+++ DOCUMENT TEXT

I hear that skepticism Elise’s voice sometimes, as though she can’t really wrap her head around the idea that it turns me on to see or know she’s had sex with another man.
So without further ado let me tell you my answer
It turns me on because . . . it does. Tah-dah!
Some people love to eat squid, others love tornados and still others love swallowing swords. I love being submissive to Elise, and adore the submissive feeling I get when she cuckolds me. Period.
It’s been a fantasy most of my life. An intense fantasy. When I was a teen I teased my adorable high school girlfriend about giving another guy a blow job. She never actually did. (Well, not that she ever told me.) But the idea really got me going.
So here’s what happens to me when Elise plans a date and cuckolds me.
First the feelings are extremely intense. The intensity may not be much different from an addict’s feeling as he scores a hit or an alcoholic as he hauls a case of wine out to his car, or in a more positive way no different from the rush of a mountain climber as he starts up a new peak, or a restaurateur the night of opening a new restaurant. The dopamine flows, anticipation rises, excitement mixes with anxiety and question after question comes up as my imagination goes into overdrive.
My mind quickly fills with pictures of Elise with another guy. This is the delicious part, the anticipation. There’s even a sense of disbelief. Will she do it? And how will she do it, if she does? Where will they go? Home to our bed? How does she touch him? How does he touch her? What is said? Or not said? All I can do is ruminate about her lovely touch and the spark in her eyes and how wet she might get.
It’s an elevated sense of excitement mixed with a sense helplessness—though I’m not helpless in reality—that leaves me quivering in a deeply submissive space. I look forward to reuniting, to seeing her again.
There’s a scene at the end of the movie Eyes Wide Shut where Tom Cruise and Nicole Kidman are in a department store. Throughout the movie Tom Cruise is obsessed with images of his wife being with another man. Early in the movie, she’d described having sex with this man. He can’t let go of the image.
As the movie comes to an end, she says to him, “One thing I know is that we need to fuck.” She suggests this matter-of-factly that the resolution to Tom’s worries is sexual union.
When Elise cuckolds me, it undoes assumptions I make about her desire, tips over our neat little apple cart, and separates us for a time. Another man enters her. And while we have rules and limits and I know she loves me, her cuckolding has a built in, if not sharp tease, a message, “Don’t be so sure, Boy,” that breaks the status quo.
So where does all that adrenaline go? When she starts talking about or makes a date, the surge of feeling I get instantly raises my desire for her, feelings which in the past I may have taken for granted, or not been comfortable feeling or at least expressing. It brings them quickly and intensely to the surface. I want to pursue her, tell her I love her, make the bed, get her flowers, write her a poem, savor her and us, but mostly I want to hold her tightly.
But I can’t. I have to wait. I have to live in the not knowing, the separation, the vulnerability, and stay in it, raw and opened, waiting for her to say to me in some way, “We need to fuck.” Waiting for her to return, to come back. The vulnerability is like laying my balls on an iron anvil for her to smash.
Elise, doesn’t smash them. In fact, the times she’s had a date, she returns to me with this luscious leer and kisses me deeply. She fucks me or let’s me fuck her, often strong and rough. The intensity is incredible. And, in a loving though stern and dominant way, she usually grabs my balls and squeezes them roughly.
I sense a power in her that’s different from how she usually is and that turns me on. Maybe it’s a projection or just some romantic notion on my part. But in some ways she comes back to me a little more whole and independent, stronger and assured.
When we reunite, all is well and very heated up between us. I can’t wait to hear the story.

++++++

**THE PROBLEM:** According to the essay, in what ways does Elise's cuckolding break the status quo between the couple? Answer in one to three sentences.

+++ SUPPLIED ENTRIES

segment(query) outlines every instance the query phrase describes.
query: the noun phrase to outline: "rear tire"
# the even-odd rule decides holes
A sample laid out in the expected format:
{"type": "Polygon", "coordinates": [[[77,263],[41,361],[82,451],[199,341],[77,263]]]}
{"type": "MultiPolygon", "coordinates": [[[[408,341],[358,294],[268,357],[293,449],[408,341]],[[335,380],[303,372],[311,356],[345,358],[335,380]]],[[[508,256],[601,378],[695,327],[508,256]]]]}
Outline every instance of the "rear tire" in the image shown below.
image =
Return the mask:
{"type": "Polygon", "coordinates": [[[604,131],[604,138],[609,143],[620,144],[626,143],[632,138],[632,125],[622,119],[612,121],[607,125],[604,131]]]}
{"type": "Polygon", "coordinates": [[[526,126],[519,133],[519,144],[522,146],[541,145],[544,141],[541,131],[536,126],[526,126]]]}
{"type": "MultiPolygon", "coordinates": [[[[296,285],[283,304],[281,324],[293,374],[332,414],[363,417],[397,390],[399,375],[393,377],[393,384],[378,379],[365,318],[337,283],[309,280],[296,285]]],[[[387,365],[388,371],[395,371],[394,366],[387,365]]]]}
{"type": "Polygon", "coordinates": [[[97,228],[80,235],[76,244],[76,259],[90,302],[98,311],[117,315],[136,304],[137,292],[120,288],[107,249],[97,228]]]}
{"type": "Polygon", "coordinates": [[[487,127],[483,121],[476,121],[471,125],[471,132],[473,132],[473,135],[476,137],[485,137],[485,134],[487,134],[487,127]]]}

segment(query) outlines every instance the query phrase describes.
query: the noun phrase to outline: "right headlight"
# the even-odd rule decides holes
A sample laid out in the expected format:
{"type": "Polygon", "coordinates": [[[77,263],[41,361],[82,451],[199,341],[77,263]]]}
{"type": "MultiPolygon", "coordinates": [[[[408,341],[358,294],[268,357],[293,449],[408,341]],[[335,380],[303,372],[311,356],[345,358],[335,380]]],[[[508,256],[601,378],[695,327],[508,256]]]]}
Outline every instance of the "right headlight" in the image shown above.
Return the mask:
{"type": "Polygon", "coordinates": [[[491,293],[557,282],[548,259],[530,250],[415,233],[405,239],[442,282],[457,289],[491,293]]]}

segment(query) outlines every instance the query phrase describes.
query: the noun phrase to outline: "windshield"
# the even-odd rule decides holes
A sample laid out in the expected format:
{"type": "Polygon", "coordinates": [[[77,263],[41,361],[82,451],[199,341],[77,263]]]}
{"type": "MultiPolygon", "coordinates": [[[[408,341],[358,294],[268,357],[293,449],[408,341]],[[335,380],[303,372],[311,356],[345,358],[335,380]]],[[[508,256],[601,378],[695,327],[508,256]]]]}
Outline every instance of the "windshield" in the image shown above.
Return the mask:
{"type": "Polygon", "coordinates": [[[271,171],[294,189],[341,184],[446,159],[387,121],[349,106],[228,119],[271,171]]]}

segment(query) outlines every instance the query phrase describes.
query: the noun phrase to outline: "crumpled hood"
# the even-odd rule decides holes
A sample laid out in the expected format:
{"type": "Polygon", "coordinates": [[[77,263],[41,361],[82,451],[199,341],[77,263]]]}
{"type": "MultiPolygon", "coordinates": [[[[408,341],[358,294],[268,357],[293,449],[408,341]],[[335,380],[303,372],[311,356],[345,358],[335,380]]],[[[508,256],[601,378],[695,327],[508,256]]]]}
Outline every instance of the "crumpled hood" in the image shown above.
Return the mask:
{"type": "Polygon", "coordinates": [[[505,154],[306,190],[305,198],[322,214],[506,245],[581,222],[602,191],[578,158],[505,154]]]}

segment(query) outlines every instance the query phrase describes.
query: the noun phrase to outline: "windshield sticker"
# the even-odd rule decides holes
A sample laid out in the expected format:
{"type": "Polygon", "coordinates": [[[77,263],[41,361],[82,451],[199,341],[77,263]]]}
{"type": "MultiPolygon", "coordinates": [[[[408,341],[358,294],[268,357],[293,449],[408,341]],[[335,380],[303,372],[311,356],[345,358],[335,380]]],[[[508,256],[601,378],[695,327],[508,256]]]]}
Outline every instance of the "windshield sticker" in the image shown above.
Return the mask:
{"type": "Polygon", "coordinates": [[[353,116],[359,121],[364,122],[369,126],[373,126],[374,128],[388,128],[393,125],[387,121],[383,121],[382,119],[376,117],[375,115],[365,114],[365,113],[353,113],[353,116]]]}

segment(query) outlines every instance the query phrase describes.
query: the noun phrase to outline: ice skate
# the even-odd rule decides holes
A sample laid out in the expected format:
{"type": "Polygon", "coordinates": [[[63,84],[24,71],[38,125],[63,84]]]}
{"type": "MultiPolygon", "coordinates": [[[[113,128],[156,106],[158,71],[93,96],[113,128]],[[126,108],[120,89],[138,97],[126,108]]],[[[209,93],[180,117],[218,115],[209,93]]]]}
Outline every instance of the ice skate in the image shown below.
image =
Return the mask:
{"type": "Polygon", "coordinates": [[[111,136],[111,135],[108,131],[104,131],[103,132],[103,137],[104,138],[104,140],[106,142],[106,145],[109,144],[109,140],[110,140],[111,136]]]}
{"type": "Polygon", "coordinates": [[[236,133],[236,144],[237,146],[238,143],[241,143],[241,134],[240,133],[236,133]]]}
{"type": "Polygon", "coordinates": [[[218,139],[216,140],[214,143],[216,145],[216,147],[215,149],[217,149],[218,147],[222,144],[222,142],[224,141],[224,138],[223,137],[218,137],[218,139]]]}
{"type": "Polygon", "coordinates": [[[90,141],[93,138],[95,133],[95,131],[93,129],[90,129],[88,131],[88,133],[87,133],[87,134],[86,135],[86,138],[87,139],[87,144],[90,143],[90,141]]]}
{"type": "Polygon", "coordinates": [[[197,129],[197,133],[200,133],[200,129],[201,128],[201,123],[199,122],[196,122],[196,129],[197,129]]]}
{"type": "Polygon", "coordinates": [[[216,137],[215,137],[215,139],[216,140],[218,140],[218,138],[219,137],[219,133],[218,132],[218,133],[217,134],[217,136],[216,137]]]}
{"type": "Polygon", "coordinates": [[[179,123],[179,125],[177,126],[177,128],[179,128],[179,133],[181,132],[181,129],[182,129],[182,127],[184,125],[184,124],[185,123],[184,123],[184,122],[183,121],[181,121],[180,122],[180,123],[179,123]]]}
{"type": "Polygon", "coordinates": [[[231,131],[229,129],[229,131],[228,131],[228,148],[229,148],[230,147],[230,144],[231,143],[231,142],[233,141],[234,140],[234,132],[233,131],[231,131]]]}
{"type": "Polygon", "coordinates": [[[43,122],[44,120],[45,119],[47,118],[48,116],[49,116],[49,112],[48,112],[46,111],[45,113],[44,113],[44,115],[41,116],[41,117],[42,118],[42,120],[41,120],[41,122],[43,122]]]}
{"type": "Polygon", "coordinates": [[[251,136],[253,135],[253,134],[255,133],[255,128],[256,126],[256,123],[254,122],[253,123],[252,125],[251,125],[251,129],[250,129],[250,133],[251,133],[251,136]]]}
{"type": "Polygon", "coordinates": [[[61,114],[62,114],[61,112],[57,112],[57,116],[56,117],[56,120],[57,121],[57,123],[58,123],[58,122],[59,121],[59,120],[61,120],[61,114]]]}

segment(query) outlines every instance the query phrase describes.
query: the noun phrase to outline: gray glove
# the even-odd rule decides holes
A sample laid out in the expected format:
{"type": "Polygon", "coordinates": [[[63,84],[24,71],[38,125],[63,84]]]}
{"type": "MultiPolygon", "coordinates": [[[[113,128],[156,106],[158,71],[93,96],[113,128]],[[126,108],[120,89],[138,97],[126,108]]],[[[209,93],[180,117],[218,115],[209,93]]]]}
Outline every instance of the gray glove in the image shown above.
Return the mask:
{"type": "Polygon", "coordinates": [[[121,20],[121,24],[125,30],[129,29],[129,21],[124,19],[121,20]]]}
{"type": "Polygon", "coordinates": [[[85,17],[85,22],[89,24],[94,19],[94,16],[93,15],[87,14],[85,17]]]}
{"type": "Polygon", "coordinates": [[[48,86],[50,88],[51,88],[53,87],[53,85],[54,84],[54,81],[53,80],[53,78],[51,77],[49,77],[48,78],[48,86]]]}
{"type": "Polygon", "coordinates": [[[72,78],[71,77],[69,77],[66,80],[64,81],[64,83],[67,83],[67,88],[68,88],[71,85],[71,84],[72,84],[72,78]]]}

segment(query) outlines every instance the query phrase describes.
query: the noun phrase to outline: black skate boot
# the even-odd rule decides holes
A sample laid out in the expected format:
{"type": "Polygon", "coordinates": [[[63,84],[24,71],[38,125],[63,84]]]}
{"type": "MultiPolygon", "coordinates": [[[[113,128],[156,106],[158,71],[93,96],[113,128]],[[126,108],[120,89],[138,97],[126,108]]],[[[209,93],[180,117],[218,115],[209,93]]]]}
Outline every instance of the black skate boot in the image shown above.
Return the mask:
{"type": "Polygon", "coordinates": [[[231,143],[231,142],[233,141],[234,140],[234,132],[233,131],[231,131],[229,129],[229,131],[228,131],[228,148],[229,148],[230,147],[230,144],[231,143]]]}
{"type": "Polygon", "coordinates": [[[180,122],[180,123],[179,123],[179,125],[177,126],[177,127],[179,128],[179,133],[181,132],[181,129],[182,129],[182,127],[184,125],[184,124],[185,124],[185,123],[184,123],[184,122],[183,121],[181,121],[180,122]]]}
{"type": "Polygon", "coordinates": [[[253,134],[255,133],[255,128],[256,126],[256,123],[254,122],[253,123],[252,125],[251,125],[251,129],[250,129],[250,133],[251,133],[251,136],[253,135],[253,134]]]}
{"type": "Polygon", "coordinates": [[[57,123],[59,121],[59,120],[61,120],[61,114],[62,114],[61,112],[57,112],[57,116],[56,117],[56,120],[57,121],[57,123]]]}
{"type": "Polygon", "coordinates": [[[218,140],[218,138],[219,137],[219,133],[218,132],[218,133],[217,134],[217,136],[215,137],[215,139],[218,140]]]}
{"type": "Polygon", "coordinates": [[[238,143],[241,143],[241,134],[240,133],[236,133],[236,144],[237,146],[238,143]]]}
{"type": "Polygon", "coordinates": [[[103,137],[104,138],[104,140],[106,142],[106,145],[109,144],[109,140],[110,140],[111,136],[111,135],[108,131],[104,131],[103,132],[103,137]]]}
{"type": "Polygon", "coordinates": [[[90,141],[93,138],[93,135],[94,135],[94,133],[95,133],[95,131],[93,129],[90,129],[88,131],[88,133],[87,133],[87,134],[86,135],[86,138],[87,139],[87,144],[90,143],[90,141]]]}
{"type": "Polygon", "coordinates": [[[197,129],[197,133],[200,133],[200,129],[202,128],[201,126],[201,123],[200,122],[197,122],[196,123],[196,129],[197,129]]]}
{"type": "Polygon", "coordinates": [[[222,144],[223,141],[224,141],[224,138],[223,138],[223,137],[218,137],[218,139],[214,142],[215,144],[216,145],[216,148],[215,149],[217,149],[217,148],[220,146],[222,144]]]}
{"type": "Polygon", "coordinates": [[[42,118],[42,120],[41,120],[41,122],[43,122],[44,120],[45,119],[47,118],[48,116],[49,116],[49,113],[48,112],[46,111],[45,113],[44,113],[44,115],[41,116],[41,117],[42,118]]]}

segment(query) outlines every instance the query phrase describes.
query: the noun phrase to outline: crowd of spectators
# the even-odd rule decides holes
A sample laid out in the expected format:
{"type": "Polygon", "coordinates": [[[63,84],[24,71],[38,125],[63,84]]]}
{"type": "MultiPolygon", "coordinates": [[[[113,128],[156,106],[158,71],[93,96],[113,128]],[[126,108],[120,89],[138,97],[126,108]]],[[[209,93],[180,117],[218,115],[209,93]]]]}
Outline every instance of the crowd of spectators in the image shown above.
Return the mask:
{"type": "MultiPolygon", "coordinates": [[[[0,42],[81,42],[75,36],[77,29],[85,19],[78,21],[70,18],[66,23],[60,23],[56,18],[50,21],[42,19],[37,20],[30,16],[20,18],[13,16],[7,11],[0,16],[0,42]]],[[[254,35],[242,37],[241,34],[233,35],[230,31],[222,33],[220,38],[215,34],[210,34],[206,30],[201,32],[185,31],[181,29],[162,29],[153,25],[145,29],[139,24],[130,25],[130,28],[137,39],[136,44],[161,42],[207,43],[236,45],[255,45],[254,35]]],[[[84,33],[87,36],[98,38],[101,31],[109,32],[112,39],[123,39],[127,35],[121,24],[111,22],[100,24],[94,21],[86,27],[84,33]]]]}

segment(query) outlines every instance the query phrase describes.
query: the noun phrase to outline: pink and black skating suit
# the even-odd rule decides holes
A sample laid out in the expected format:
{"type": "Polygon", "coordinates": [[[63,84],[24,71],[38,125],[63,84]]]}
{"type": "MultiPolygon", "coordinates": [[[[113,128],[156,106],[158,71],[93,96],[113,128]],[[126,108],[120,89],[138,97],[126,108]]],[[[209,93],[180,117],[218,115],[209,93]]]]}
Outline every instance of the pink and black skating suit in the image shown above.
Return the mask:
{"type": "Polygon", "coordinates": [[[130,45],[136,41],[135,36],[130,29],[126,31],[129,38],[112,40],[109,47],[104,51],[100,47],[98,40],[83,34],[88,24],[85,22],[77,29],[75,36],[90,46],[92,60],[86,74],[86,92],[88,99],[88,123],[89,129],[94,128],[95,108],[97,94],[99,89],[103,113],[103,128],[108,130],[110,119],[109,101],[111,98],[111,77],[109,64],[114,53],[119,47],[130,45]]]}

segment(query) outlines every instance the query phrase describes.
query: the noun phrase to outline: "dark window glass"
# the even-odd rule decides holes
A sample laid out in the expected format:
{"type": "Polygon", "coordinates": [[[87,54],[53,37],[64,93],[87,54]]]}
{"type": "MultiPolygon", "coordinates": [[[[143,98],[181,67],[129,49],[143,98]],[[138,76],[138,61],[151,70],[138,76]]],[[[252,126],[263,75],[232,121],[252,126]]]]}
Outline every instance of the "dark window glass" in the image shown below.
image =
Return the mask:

++++++

**SOLUTION TO THE EXERCISE:** It undoes the writer's assumptions about her desire, overturns their settled arrangement, and separates them for a time. Even with their rules and limits, and his knowing that she loves him, it carries a built-in tease, the message "Don't be so sure, Boy."